### Exercise data
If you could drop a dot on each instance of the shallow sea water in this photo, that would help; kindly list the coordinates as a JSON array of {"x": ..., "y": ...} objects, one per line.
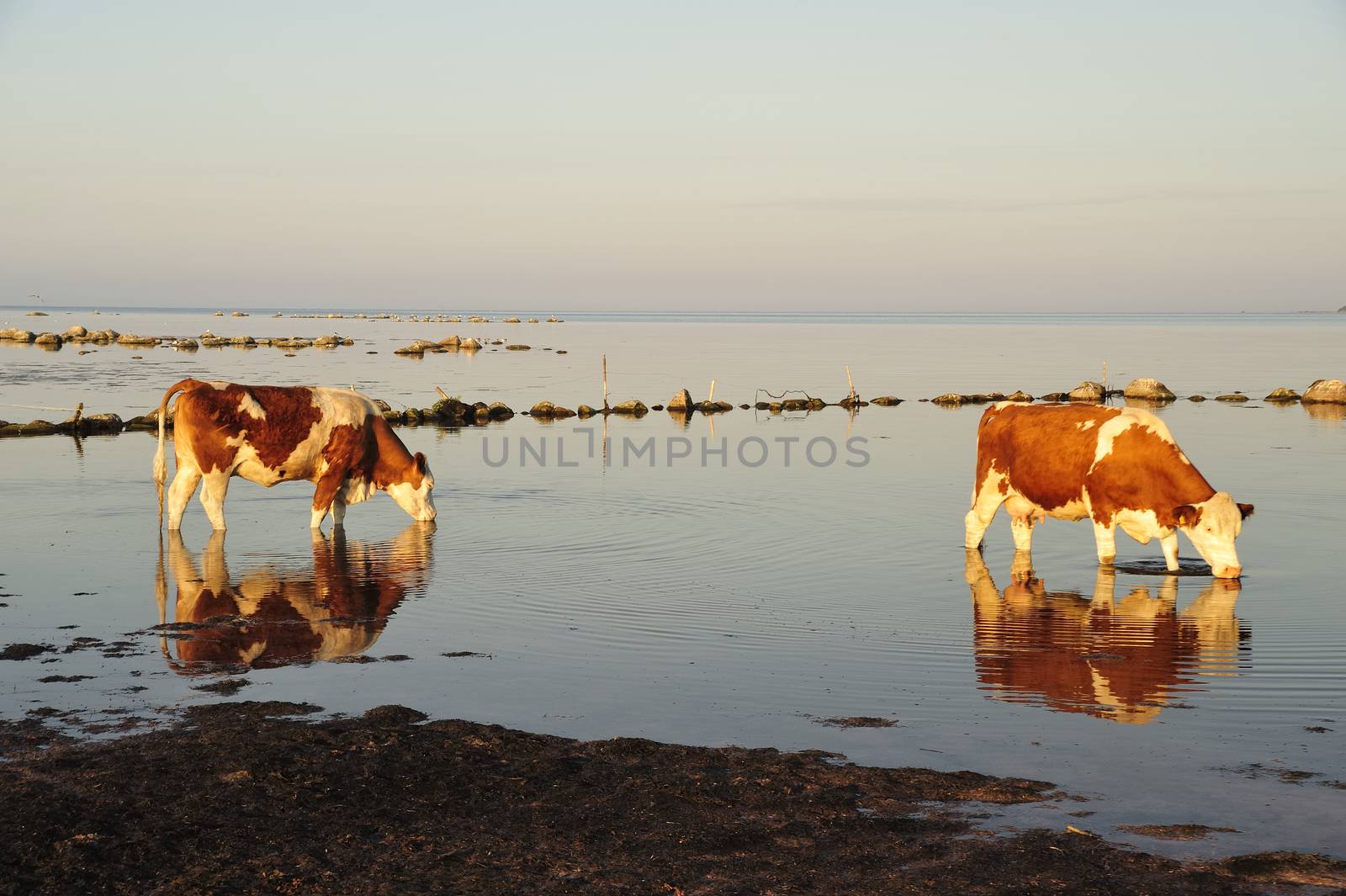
[{"x": 726, "y": 602}]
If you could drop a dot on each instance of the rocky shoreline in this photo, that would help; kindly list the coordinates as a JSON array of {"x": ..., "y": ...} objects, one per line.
[{"x": 251, "y": 798}]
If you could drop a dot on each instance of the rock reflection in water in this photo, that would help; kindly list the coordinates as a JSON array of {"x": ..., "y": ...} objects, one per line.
[
  {"x": 1117, "y": 660},
  {"x": 273, "y": 617}
]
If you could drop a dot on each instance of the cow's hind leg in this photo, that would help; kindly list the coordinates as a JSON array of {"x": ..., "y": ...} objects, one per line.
[
  {"x": 181, "y": 491},
  {"x": 1105, "y": 537},
  {"x": 213, "y": 491},
  {"x": 986, "y": 502}
]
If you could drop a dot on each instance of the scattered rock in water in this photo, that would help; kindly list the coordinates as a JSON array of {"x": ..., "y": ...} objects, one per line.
[
  {"x": 1088, "y": 390},
  {"x": 1150, "y": 389},
  {"x": 680, "y": 401},
  {"x": 1329, "y": 392},
  {"x": 419, "y": 347},
  {"x": 858, "y": 721},
  {"x": 1177, "y": 832},
  {"x": 225, "y": 687}
]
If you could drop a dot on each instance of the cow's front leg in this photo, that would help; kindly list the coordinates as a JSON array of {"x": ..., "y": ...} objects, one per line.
[
  {"x": 1170, "y": 547},
  {"x": 213, "y": 491},
  {"x": 986, "y": 502},
  {"x": 1105, "y": 537}
]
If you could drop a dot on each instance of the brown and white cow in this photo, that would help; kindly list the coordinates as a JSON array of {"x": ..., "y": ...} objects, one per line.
[
  {"x": 276, "y": 613},
  {"x": 334, "y": 437},
  {"x": 1116, "y": 466}
]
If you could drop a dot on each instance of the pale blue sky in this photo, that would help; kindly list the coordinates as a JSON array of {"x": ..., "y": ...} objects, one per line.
[{"x": 630, "y": 155}]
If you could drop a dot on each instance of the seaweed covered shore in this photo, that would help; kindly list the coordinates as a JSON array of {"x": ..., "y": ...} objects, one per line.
[{"x": 249, "y": 797}]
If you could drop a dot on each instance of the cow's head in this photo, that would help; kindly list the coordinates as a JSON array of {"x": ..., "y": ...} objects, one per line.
[
  {"x": 412, "y": 489},
  {"x": 1211, "y": 527}
]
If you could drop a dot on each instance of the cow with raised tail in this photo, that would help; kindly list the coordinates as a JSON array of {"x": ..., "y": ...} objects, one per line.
[
  {"x": 1119, "y": 467},
  {"x": 333, "y": 437}
]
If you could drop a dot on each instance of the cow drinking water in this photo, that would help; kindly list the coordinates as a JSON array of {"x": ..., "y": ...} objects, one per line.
[
  {"x": 1121, "y": 467},
  {"x": 333, "y": 437}
]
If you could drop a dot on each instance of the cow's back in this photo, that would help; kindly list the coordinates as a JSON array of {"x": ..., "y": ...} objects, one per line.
[{"x": 1043, "y": 451}]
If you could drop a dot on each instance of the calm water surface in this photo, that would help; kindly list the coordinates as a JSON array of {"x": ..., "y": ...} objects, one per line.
[{"x": 734, "y": 600}]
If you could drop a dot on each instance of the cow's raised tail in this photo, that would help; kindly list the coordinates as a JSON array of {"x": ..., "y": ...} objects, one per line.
[{"x": 161, "y": 464}]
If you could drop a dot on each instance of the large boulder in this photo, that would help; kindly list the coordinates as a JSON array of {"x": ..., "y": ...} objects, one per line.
[
  {"x": 1327, "y": 392},
  {"x": 1150, "y": 389},
  {"x": 417, "y": 347},
  {"x": 1088, "y": 390},
  {"x": 680, "y": 401}
]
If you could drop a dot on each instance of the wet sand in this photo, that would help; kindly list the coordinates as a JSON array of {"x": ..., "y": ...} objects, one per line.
[{"x": 251, "y": 797}]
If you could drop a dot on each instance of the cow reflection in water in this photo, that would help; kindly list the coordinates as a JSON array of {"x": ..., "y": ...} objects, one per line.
[
  {"x": 1121, "y": 660},
  {"x": 273, "y": 617}
]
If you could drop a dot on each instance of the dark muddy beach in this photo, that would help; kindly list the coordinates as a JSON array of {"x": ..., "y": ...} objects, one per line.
[{"x": 249, "y": 797}]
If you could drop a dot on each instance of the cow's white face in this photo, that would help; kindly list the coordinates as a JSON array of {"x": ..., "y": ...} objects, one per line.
[
  {"x": 1213, "y": 525},
  {"x": 416, "y": 502}
]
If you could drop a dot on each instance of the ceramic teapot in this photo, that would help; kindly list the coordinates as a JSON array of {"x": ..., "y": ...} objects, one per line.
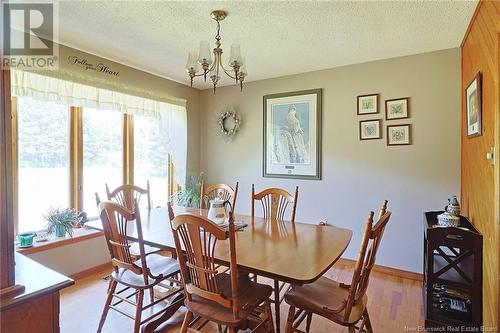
[
  {"x": 217, "y": 211},
  {"x": 453, "y": 206}
]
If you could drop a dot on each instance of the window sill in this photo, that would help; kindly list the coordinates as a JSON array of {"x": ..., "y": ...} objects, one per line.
[{"x": 79, "y": 235}]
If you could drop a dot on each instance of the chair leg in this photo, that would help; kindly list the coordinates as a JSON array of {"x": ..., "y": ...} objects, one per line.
[
  {"x": 138, "y": 310},
  {"x": 111, "y": 291},
  {"x": 269, "y": 316},
  {"x": 369, "y": 328},
  {"x": 277, "y": 304},
  {"x": 152, "y": 295},
  {"x": 308, "y": 322},
  {"x": 289, "y": 320},
  {"x": 187, "y": 320}
]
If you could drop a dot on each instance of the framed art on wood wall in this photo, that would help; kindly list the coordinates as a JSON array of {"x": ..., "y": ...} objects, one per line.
[
  {"x": 474, "y": 107},
  {"x": 370, "y": 129},
  {"x": 367, "y": 104},
  {"x": 292, "y": 135},
  {"x": 399, "y": 135},
  {"x": 397, "y": 108}
]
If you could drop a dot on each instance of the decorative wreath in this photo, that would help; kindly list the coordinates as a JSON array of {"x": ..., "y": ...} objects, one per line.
[{"x": 222, "y": 123}]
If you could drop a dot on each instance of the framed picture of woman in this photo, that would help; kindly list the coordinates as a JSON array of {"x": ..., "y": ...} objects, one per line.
[
  {"x": 474, "y": 107},
  {"x": 292, "y": 135}
]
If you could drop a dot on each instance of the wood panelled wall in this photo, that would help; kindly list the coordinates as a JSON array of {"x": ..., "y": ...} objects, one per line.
[{"x": 480, "y": 184}]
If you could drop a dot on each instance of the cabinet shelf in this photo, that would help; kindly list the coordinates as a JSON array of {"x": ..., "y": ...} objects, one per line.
[{"x": 453, "y": 261}]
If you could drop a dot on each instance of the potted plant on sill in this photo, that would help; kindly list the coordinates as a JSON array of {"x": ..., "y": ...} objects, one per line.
[
  {"x": 189, "y": 196},
  {"x": 61, "y": 221}
]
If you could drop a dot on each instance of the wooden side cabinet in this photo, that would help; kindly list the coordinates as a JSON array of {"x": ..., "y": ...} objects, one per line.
[
  {"x": 36, "y": 308},
  {"x": 453, "y": 265}
]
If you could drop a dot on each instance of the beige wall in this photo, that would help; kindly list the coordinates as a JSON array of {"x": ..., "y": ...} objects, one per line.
[{"x": 357, "y": 175}]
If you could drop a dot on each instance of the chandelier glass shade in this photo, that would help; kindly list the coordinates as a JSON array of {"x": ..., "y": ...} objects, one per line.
[{"x": 211, "y": 60}]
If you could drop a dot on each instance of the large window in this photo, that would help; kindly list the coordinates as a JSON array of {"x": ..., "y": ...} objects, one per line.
[
  {"x": 67, "y": 154},
  {"x": 43, "y": 160},
  {"x": 102, "y": 155},
  {"x": 151, "y": 158}
]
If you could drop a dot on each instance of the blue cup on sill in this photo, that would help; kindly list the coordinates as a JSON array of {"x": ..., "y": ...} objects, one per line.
[{"x": 26, "y": 239}]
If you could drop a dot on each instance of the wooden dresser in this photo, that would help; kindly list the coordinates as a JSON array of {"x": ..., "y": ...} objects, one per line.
[{"x": 36, "y": 308}]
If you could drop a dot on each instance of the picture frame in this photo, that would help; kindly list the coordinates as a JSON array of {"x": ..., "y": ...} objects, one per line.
[
  {"x": 367, "y": 104},
  {"x": 370, "y": 129},
  {"x": 292, "y": 134},
  {"x": 398, "y": 108},
  {"x": 473, "y": 105},
  {"x": 399, "y": 135}
]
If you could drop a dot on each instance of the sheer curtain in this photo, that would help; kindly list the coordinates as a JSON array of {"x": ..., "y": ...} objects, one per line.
[{"x": 172, "y": 117}]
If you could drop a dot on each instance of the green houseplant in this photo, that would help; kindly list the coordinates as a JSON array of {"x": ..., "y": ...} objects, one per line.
[
  {"x": 61, "y": 221},
  {"x": 189, "y": 196}
]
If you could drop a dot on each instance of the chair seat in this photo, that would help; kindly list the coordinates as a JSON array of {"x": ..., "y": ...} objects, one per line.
[
  {"x": 323, "y": 297},
  {"x": 134, "y": 249},
  {"x": 156, "y": 263},
  {"x": 251, "y": 294}
]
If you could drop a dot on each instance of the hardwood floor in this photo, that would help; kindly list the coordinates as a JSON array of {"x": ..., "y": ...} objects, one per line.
[{"x": 394, "y": 303}]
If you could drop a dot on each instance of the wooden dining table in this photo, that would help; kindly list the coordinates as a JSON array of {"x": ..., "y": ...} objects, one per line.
[{"x": 292, "y": 252}]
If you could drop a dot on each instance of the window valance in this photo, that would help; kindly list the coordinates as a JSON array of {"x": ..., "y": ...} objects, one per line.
[{"x": 172, "y": 118}]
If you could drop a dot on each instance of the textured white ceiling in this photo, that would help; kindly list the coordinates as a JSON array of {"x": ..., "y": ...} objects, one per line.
[{"x": 277, "y": 38}]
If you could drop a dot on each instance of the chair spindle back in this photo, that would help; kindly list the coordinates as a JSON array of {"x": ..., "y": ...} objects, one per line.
[
  {"x": 367, "y": 256},
  {"x": 218, "y": 191},
  {"x": 115, "y": 220},
  {"x": 125, "y": 195},
  {"x": 275, "y": 202},
  {"x": 198, "y": 236}
]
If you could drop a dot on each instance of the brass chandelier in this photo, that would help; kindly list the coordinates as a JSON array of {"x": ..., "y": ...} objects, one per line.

### Your goal
Lines from the one with "the chair spindle" through the end of the data: set these down exactly, including both ends and nothing more.

### Response to this exercise
If you could drop a dot on each instance of the chair spindle back in this photo, that would help; kindly list the coordinates as a JSON array of {"x": ..., "y": ...} objects, one per line.
[
  {"x": 367, "y": 256},
  {"x": 218, "y": 191},
  {"x": 115, "y": 220},
  {"x": 125, "y": 195},
  {"x": 275, "y": 202},
  {"x": 198, "y": 236}
]
If you could drop a dot on each instance of the brass chandelier in this photo, that would help; kindly list the coordinates as a JSON array of {"x": ..., "y": ...} objects, one per line.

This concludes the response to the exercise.